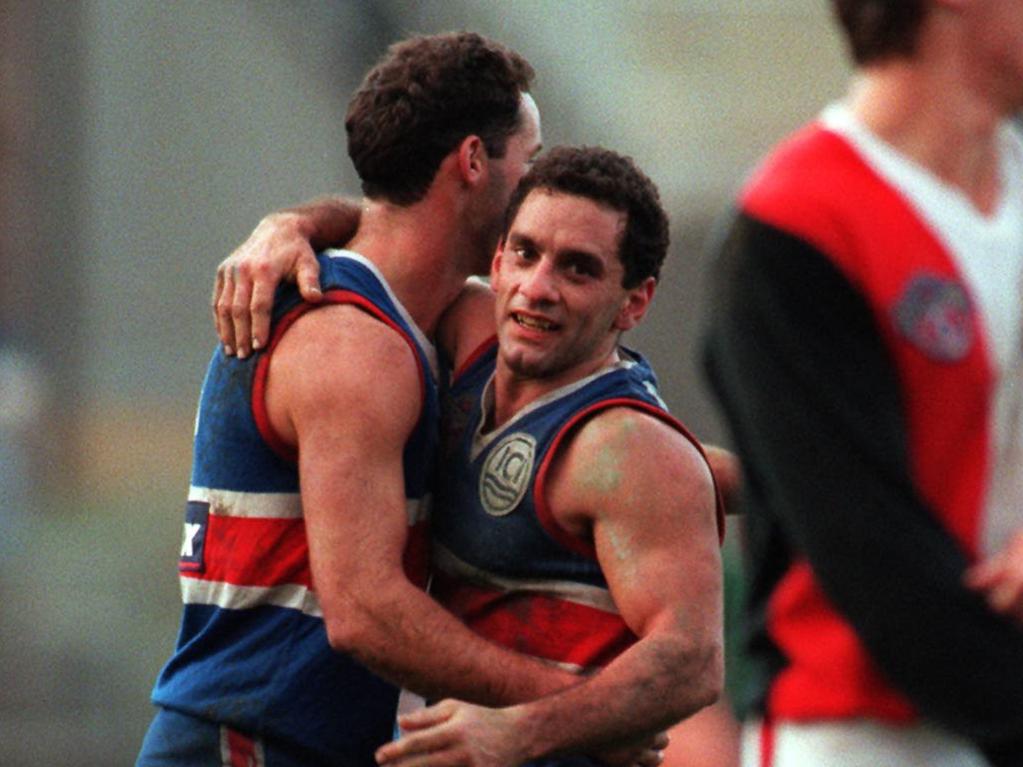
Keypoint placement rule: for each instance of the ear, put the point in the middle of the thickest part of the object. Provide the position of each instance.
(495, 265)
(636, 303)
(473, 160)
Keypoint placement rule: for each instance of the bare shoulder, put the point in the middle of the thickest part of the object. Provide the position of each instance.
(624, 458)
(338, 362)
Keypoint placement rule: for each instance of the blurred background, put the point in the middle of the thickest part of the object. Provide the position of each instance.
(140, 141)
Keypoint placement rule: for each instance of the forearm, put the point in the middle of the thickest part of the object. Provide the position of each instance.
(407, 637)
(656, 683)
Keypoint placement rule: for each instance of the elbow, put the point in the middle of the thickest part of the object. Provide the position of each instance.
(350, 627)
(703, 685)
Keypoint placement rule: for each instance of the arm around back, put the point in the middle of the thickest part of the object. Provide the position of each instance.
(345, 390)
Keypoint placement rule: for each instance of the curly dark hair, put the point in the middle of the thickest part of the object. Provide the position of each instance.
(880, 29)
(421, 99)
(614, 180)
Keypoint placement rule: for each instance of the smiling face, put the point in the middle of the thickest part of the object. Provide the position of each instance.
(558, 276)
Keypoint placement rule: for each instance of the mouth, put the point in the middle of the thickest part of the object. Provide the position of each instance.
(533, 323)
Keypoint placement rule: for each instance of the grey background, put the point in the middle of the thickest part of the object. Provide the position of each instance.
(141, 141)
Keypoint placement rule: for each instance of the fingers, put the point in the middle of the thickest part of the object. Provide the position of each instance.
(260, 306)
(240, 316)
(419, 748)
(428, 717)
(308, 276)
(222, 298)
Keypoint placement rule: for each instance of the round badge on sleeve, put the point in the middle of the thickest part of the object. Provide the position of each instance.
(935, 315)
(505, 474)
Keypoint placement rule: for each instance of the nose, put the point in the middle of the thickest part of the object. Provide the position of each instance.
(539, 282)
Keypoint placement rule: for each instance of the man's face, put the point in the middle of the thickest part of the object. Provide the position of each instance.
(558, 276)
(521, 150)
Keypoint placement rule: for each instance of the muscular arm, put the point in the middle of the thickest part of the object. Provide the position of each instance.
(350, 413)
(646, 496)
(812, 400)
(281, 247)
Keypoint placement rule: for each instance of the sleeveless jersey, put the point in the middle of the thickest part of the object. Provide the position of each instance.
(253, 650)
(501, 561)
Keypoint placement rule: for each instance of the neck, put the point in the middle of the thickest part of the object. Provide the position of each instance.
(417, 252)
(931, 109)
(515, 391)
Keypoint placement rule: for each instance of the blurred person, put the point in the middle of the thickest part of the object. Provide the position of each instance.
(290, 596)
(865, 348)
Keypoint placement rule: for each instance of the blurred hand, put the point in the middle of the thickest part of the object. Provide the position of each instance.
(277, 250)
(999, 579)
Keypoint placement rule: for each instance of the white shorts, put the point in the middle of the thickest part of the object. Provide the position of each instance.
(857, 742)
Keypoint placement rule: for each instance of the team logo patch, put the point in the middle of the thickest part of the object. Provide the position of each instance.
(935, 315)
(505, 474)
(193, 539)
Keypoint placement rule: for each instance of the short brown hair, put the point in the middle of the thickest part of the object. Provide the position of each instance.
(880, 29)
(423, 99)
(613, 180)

= = = = =

> [Exercise instructions]:
Images are not part of the copy. Everything else in the records must be reproduced exactly.

> [Solution to the problem]:
Keypoint placement rule: for each instance of the ear, put the point in the middle of the thickest part of the object. Provide the position of each instance.
(495, 265)
(636, 303)
(473, 160)
Keypoint placement rule: for each instance of the bare shoulder, put the point in the middle of the thickest part of the object. Provide the position of each instance.
(624, 458)
(338, 362)
Keypoint placement rule: for each instance of the blurred background, put the point in the middle of the thickest part of the object. Provide the position of each instance.
(140, 141)
Keypoint placement rule: for each instance of the forearm, put the point in the middle of the thickest part of the object. Provide the position of each instance.
(407, 637)
(656, 683)
Keypoint placement rule: for each instance of the elbow, put the point in the middle of the thickest part of the object. Provide the position of each instance.
(350, 627)
(703, 685)
Keypoint placement rule: for each instance of the arm around back, put the point in the middle of the thickest part of the object. Provide the position of each instance.
(345, 390)
Keypoint placement rule: for each instance of the curly dark hair, put the point in the middle of the thickest part of the object. Provide the position of each instance.
(880, 29)
(421, 99)
(614, 180)
Keypoint placement rule: for each instance of the smiling face, put the point in the middle of the thickest part of the object. Provide the position of each instance.
(558, 276)
Keypoint placement rule: for each instance of the mouth, put the point in the middle of the thickest part of the object. Provide the position of each instance.
(533, 323)
Keypoint placement rule: for each instance of the grey background, put the point in the middle of the thickest part of the object. Provide the position of each instance.
(141, 141)
Keypoint placement rule: for each instance of the fingers, put the point in the middle of the thickest part of the object. Provide the position of each instance.
(260, 306)
(240, 316)
(419, 748)
(428, 717)
(308, 276)
(222, 298)
Keypoint placement rule: for each instance of the round badge on sleeve, put the point in the middle of the thickest part of the object. Provide the position of each instance.
(935, 315)
(505, 474)
Keypoint placement rule: for each instance of the nose, put the point in the middle of the thickest part of the object. Provide the position of each instance.
(539, 282)
Keypoint placement rule: for each instance of the man's face, put the point in the middle of the thickest part of the object. Provide the position of each instance.
(558, 276)
(521, 150)
Keypoint placement rule: for each instance of the muscular arm, put the point in the middle of the thickest part of the object. Provide the position of each instance.
(350, 413)
(646, 496)
(812, 400)
(281, 247)
Keypoint placement rule: for each instance of the sleeveless jersey, put the point in the middle of the thickest part of the object. Provide the position of each instance.
(253, 650)
(501, 561)
Keypoint placement rule: for each instance of the neck, put the point in the middle of the thickest part of the object. Provide the position of each instance.
(417, 252)
(931, 109)
(515, 391)
Keypoint placement rule: for each instance of the blurred person, put the point in the middle of the thickest part of the object. Provide the position of each instance.
(290, 596)
(865, 348)
Keypoint placement rule: for each instance of the blurred hand, put the point in the middle of the thickest part of the object. Provide the position of each instance.
(277, 250)
(999, 579)
Keypoint placement rule: for each instance of the white shorts, put the point in the middle of the thickest part of the object. Provide the position of each instance.
(857, 742)
Keypoint placement rule: for each instance of the team logo patch, put the point in the middle of the thickest part of the object. Provide the position of each instance.
(935, 315)
(505, 474)
(193, 539)
Keypoint placement rule: for each instance of the short brown hair, put the point in the middle of the thickest part of the object. Provide the position of each instance.
(880, 29)
(423, 99)
(613, 180)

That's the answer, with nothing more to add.